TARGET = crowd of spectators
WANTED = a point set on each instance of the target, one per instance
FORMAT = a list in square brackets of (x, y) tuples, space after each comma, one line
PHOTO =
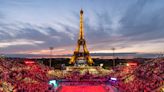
[(146, 77), (18, 76)]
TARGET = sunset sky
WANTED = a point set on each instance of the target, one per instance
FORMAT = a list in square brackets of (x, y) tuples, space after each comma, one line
[(32, 26)]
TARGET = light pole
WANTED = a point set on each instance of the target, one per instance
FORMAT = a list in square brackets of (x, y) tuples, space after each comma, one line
[(51, 49), (113, 56)]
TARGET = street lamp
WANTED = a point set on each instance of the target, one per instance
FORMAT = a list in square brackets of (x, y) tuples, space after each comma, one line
[(51, 49)]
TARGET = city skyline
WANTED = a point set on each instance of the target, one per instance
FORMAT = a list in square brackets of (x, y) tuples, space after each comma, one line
[(31, 27)]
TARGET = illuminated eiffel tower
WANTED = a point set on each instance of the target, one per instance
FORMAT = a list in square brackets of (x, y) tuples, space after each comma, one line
[(81, 54)]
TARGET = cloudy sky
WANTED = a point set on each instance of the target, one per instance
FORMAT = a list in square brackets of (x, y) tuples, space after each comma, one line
[(32, 26)]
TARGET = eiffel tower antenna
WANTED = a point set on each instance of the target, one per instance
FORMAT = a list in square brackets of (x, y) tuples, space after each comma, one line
[(84, 53)]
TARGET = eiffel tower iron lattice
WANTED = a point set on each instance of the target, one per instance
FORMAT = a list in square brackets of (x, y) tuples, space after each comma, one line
[(84, 53)]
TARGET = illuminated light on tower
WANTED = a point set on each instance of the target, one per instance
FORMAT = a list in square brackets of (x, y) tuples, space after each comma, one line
[(51, 49), (113, 56), (81, 52)]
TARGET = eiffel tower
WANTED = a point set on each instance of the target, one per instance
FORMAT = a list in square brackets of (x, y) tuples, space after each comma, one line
[(81, 53)]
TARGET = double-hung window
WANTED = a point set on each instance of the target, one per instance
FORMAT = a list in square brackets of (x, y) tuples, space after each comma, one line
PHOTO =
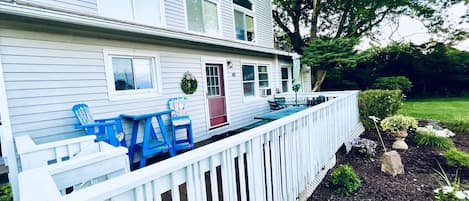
[(255, 78), (132, 75), (202, 16), (249, 80), (148, 12), (244, 20)]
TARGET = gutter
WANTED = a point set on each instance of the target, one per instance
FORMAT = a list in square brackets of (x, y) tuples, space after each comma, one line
[(94, 21)]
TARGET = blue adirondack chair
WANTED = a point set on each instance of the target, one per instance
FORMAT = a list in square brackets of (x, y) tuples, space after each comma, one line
[(108, 130), (180, 120)]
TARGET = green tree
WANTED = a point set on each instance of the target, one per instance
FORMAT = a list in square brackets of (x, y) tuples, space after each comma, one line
[(355, 18), (327, 54)]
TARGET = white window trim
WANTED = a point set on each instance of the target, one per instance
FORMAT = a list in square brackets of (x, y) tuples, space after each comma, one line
[(245, 12), (256, 80), (137, 94), (220, 28), (162, 15)]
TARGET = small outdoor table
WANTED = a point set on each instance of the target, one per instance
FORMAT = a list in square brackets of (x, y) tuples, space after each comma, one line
[(280, 113), (150, 144)]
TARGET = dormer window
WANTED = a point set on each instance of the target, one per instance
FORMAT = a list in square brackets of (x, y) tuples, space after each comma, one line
[(202, 16), (244, 20), (147, 12)]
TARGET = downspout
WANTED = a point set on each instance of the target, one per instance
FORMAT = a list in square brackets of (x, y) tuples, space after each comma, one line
[(6, 135)]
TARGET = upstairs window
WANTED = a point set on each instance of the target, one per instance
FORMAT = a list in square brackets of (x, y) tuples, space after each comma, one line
[(244, 20), (243, 3), (148, 12), (202, 16), (249, 80), (256, 80), (130, 75)]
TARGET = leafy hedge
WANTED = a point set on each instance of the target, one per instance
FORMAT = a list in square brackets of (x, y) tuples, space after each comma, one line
[(378, 103), (393, 83), (457, 158)]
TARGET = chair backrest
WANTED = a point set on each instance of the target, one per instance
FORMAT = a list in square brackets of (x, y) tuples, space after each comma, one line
[(280, 100), (178, 104), (83, 114)]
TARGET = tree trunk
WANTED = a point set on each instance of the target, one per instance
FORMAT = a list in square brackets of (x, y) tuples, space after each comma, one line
[(314, 19), (319, 79)]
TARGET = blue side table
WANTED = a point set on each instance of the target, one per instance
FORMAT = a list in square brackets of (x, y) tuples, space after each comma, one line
[(151, 144)]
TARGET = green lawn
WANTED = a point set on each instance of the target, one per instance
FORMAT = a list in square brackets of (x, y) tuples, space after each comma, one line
[(442, 109)]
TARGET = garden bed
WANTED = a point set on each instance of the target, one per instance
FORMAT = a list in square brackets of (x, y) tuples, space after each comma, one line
[(417, 183)]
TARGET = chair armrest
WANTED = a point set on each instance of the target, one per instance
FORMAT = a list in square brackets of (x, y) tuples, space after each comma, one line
[(108, 119), (112, 123)]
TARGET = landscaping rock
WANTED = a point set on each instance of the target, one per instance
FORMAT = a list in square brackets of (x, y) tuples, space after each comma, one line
[(391, 163)]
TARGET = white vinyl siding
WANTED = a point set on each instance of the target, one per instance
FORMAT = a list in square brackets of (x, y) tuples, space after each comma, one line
[(46, 74), (147, 12)]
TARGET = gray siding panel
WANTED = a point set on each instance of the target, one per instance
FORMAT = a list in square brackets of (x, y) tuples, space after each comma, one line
[(83, 6), (45, 75), (175, 16)]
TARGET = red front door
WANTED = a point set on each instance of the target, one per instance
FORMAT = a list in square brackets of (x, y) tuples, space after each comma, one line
[(216, 94)]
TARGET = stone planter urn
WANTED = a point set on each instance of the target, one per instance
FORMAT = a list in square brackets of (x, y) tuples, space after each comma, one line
[(400, 140)]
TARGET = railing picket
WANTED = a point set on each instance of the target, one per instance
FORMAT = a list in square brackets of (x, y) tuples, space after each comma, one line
[(213, 179), (273, 162), (267, 168), (174, 189), (190, 183), (242, 179)]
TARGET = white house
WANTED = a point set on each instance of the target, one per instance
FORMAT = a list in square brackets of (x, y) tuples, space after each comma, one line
[(56, 53)]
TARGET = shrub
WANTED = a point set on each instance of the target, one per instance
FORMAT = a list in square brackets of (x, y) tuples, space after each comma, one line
[(458, 126), (393, 83), (397, 123), (457, 158), (345, 180), (378, 103), (430, 139)]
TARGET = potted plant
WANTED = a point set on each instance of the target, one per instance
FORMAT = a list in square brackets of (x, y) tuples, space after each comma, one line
[(296, 88), (398, 125)]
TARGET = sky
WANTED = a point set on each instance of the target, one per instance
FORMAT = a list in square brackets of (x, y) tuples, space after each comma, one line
[(412, 30)]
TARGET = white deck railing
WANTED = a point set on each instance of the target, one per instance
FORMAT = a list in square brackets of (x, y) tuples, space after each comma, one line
[(276, 161), (34, 155)]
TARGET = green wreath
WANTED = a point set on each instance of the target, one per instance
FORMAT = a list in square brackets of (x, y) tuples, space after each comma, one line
[(188, 83)]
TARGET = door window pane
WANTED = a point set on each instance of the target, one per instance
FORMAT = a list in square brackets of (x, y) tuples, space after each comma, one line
[(248, 72), (239, 25), (194, 15), (248, 89), (142, 73), (210, 17), (249, 28), (123, 75), (284, 73), (147, 12)]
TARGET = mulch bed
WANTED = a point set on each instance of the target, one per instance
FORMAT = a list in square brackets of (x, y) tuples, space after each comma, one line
[(417, 183)]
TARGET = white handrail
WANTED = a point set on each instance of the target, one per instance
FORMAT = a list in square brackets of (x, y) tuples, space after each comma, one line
[(280, 158), (34, 155)]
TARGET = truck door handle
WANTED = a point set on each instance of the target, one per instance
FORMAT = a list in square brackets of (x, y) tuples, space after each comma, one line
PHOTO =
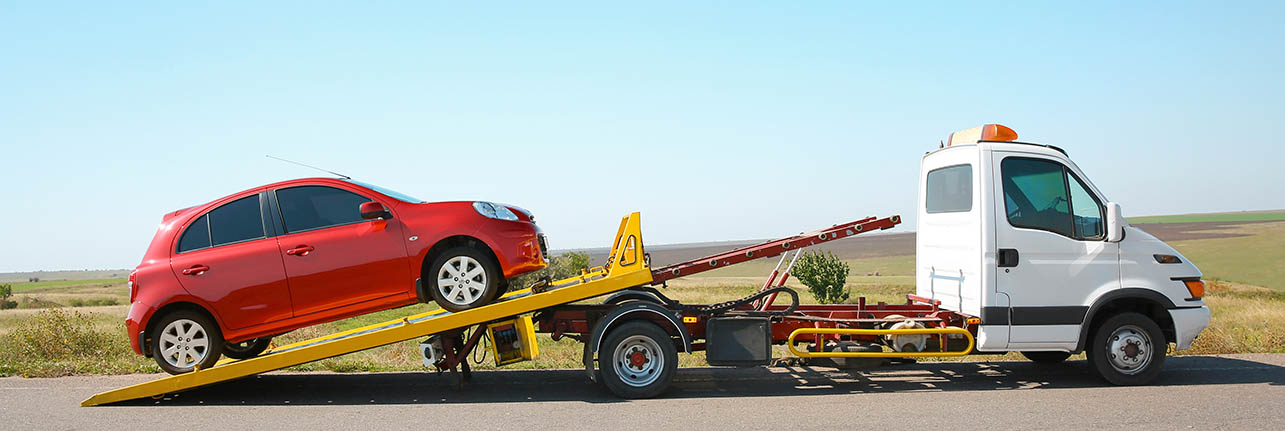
[(1008, 257), (300, 251), (195, 270)]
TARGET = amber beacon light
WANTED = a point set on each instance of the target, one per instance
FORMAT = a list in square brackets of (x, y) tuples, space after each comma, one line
[(997, 133)]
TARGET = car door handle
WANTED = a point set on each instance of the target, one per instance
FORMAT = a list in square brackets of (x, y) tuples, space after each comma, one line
[(195, 270), (300, 251), (1008, 257)]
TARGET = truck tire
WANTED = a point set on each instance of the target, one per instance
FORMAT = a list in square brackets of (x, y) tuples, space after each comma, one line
[(1046, 357), (463, 278), (247, 349), (1127, 349), (638, 359), (185, 340)]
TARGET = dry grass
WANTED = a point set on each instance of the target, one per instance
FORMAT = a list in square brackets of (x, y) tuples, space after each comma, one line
[(1245, 319)]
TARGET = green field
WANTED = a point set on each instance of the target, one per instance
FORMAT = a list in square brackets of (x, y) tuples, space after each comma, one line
[(1216, 216), (28, 286), (1256, 259), (1247, 293)]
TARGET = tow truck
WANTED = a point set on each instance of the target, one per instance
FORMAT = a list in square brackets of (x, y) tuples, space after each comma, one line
[(1015, 251)]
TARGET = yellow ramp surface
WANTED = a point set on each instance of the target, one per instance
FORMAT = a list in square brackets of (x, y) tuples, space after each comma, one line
[(625, 268)]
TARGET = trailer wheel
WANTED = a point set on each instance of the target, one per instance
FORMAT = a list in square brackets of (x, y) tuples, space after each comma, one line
[(638, 359), (463, 278), (1046, 357), (247, 349), (1127, 349)]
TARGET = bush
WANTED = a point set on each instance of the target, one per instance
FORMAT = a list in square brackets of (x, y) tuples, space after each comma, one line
[(57, 333), (5, 292), (824, 275), (91, 301), (564, 265), (35, 302)]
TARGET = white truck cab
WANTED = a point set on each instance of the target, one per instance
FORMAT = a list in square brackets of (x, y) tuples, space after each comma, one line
[(1017, 234)]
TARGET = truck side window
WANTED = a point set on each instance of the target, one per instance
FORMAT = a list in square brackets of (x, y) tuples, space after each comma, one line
[(1086, 210), (1035, 194), (950, 189)]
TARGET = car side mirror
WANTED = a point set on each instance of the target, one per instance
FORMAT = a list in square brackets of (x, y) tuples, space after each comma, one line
[(1114, 223), (374, 210)]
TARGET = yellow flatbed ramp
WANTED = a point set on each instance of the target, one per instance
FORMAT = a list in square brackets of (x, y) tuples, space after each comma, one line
[(626, 268)]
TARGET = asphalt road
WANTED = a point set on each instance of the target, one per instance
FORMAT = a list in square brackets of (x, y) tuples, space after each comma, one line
[(1232, 391)]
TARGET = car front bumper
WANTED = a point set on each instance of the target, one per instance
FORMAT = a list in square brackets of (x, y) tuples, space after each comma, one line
[(1187, 324)]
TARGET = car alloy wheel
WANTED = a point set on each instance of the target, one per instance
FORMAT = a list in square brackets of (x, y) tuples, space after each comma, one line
[(184, 344), (461, 281)]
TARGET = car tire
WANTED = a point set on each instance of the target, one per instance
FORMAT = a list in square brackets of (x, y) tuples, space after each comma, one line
[(1127, 349), (463, 278), (184, 341), (638, 359), (247, 349), (1046, 357)]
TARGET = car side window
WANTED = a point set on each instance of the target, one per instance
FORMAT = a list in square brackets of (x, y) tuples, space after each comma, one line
[(1045, 194), (197, 236), (1086, 210), (237, 220), (309, 207), (1035, 194)]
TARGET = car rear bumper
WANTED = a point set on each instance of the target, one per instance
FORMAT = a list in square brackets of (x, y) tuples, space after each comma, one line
[(1187, 324), (134, 324)]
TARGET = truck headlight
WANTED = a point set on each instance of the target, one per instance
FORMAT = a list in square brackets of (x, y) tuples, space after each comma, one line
[(495, 211)]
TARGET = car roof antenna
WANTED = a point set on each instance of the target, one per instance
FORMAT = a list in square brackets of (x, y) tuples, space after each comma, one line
[(291, 161)]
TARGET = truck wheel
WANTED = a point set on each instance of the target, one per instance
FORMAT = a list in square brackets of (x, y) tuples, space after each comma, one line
[(247, 349), (1046, 357), (463, 278), (1127, 349), (184, 340), (638, 359)]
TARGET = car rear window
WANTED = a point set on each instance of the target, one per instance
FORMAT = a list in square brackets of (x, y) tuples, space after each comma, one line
[(318, 206), (195, 237), (235, 221), (950, 189)]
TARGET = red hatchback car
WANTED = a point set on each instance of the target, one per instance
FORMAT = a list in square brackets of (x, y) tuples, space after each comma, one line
[(225, 277)]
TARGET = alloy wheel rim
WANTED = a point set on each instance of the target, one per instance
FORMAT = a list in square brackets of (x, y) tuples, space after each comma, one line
[(461, 281), (638, 360), (1130, 349), (184, 344)]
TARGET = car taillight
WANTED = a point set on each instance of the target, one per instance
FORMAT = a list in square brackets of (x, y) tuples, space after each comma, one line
[(132, 283)]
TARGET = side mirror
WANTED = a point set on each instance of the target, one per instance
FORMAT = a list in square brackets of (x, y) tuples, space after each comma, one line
[(374, 210), (1114, 223)]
◆ ◆ ◆ ◆ ◆
# JOB:
Reproduce verbatim the lines of the data above, from the line containing "TARGET = blue adirondack chair" through the line containing "[(280, 113), (150, 144)]", including both of those lines.

# ANSWER TO THIS EXERCISE:
TARGET = blue adirondack chair
WANTED = a point set on each instance of the target, one per instance
FORMAT = a list in square brackets of (x, y) tuples, space after each comma, one line
[(108, 130), (180, 120)]
TARGET = green tree
WANTED = a point set on each instance of the target, one per instance
FORMAT = a list in square brackets of (x, y) tuples, space after each comma, one line
[(355, 18), (327, 54)]
TARGET = white window trim
WANTED = a point set on each instance of the target, one per instance
FORMAT = a list in square brackets of (x, y) tuples, space after each comma, one line
[(245, 12), (256, 80), (137, 94), (220, 28), (162, 15)]
TARGET = small outdoor table
WANTED = a point set on each instance of the target, one per instance
FORMAT = a list in square brackets of (x, y) tuples, space after each comma, one line
[(280, 113), (150, 144)]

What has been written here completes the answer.